Saved data:
►

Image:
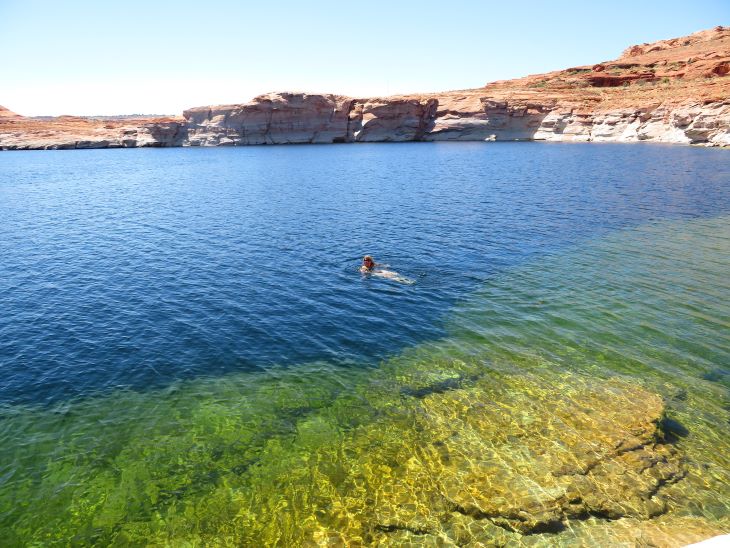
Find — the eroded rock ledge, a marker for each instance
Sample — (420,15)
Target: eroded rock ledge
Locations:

◄

### PROBLEM REQUIREMENTS
Can you express the entries above as a JSON list of strings, with one string per line and blank lines omitted? Leave the pictures out of your answer.

### OUTPUT OF THE EXERCISE
[
  "Image:",
  "Find — the eroded rock ledge, a marker for each instance",
  "Sample — (420,15)",
  "Target: eroded rock ledge",
  "Locations:"
]